Reading text:
════════
National Post of Canada
June 4, 2001

http://www.nationalpost.com/

Even before the terrorist bombing of a Tel Aviv nightclub killed 20 people on Friday, open war between Israel and the Palestinian Authority appeared more likely than not. Now it carries an air of inevitability. For nearly two weeks, Israel has observed a self-imposed unilateral ceasefire, but its restraint has come at a frightful price.

Two days before the attack on the Pacha nightclub, Natan Sharansky, the former Soviet dissident who serves as Housing Minister in the Likud-led government of Prime Minister Ariel Sharon, promised that, “If Arafat does not take this opportunity to stop the violence, Israel’s next step will likely be to go to war.” Mr. Sharon himself warned that Israel could not avoid retaliation much longer. Even the normally reserved Israeli President Moshe Katsav, on a visit to Washington last week, told American officials: “Our patience is not unlimited,” and suggested Yasser Arafat, the Palestinian leader, had “a few days, no more” to halt violence by his forces or face a full-scale attack “on the centres and sources of terrorism.”

In addition to demonstrating its sincere desire for peace, Israel’s ceasefire has been designed to win the international community and Western media over to a fairer and clearer-sighted interpretation of what is happening in the region. By launching no pre-emptive or retaliatory strikes, Israel has sought to prove that the aggressors in the intifada have been, and continue to be, Mr. Arafat and the various militant groups that operate with his acquiescence. In part, the ceasefire has been a last-ditch plea to media outlets that sympathize with the Palestinian cause, such as the CBC and BBC, to see Mr. Arafat for what he is: an autocrat who often stokes violence for his own political purposes.
════════
Items:
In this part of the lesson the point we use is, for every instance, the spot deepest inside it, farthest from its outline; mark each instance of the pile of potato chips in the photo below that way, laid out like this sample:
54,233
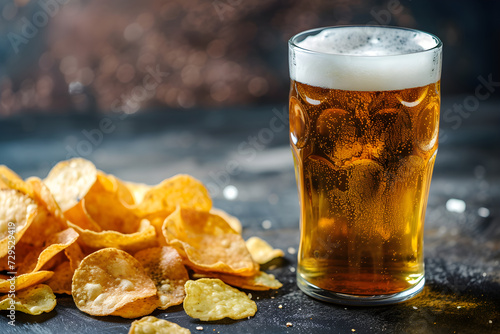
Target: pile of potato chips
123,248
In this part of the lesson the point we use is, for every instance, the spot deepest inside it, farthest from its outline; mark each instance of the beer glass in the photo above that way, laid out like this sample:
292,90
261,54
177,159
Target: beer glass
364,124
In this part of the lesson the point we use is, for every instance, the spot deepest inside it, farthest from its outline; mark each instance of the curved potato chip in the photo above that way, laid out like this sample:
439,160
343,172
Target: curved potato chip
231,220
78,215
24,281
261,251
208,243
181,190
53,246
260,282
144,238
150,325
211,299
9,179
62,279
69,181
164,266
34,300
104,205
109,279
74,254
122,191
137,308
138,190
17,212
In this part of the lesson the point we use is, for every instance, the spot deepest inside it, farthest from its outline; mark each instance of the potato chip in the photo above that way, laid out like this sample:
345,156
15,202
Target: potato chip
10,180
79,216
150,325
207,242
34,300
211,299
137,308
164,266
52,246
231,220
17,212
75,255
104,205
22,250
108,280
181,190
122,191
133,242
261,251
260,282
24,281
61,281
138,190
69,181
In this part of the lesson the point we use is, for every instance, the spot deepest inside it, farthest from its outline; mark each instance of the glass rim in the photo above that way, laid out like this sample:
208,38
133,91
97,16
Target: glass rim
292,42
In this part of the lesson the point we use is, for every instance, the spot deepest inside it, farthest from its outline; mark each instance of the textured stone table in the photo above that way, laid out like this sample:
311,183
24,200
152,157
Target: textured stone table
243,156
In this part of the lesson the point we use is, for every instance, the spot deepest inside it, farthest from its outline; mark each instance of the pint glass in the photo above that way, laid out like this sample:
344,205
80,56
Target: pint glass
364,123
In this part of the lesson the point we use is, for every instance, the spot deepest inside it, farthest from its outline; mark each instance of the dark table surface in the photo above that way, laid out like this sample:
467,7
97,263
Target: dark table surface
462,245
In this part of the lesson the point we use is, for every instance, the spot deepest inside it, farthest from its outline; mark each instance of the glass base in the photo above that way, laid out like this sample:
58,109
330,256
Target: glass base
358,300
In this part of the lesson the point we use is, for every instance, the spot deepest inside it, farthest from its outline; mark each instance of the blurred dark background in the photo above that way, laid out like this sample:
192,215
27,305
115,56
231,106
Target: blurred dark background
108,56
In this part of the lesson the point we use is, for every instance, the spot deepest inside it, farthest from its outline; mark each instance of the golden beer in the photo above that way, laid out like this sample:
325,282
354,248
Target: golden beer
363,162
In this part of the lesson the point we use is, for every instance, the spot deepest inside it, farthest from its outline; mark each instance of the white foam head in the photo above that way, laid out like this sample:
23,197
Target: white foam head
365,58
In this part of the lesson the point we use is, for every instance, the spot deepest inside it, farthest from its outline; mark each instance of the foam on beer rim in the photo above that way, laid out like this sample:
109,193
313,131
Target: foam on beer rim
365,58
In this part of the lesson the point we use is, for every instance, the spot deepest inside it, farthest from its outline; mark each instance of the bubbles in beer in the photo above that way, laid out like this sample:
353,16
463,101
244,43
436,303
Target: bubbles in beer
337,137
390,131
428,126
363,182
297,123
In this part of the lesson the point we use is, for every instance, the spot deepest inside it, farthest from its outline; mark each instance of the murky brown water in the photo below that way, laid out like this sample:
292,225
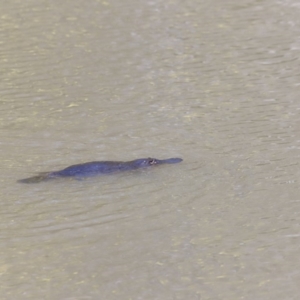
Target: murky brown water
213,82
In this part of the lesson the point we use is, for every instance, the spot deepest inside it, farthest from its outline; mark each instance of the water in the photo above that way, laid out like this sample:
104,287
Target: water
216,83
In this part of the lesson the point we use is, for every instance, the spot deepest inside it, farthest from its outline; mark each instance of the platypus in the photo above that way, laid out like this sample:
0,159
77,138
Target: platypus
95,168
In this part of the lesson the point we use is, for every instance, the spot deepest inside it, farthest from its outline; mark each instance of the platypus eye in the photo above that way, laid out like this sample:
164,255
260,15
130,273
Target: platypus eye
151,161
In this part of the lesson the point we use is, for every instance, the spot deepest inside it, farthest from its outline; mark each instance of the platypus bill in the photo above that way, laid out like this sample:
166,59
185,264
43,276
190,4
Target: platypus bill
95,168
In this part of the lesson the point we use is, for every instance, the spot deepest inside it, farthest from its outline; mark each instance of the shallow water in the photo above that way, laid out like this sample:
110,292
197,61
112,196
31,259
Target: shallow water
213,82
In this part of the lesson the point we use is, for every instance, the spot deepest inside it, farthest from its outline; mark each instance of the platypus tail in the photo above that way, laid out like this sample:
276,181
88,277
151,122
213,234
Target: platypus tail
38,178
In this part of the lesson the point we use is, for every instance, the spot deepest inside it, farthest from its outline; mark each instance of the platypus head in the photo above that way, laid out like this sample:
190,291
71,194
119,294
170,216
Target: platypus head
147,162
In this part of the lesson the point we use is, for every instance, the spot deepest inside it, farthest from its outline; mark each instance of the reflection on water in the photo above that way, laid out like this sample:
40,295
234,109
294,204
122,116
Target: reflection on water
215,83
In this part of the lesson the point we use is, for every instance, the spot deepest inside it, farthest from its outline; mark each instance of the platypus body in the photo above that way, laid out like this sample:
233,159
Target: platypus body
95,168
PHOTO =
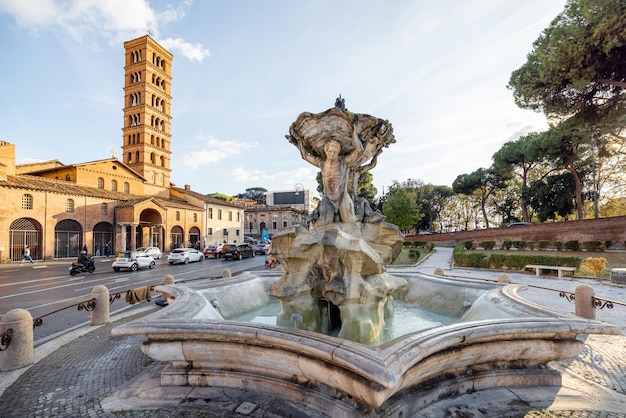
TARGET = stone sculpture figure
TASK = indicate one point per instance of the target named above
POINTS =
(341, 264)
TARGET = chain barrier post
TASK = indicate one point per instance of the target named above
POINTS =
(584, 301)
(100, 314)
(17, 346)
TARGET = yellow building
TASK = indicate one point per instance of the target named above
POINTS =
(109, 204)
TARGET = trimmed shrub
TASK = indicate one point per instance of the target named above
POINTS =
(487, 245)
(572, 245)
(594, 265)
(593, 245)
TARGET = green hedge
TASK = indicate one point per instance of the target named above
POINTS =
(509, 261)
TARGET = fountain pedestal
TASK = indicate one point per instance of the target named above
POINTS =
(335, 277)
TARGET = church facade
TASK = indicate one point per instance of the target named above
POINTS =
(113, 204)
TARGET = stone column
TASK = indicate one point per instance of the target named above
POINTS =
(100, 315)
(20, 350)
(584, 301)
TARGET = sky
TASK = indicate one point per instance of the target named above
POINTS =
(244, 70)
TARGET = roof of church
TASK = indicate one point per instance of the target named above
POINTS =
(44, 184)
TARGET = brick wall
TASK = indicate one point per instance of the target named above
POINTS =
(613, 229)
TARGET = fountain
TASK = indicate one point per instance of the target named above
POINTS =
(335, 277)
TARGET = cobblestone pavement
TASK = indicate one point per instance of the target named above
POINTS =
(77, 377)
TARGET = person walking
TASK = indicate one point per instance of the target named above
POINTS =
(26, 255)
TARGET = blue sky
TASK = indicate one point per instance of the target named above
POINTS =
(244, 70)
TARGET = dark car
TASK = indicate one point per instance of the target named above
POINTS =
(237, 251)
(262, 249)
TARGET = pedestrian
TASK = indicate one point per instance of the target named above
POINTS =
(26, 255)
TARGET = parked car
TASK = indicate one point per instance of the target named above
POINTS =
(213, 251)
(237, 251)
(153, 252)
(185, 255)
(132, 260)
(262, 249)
════════
Directions: In the National Post excerpt on Israel's ceasefire, what did Israel aim to achieve by launching no pre-emptive or retaliatory strikes? Explain in one to three sentences.

Full response: Israel sought to prove that the aggressors in the intifada have been, and continue to be, Mr. Arafat and the militant groups that operate with his acquiescence. This restraint was meant to win the international community and Western media over to a fairer and clearer-sighted interpretation of what is happening in the region.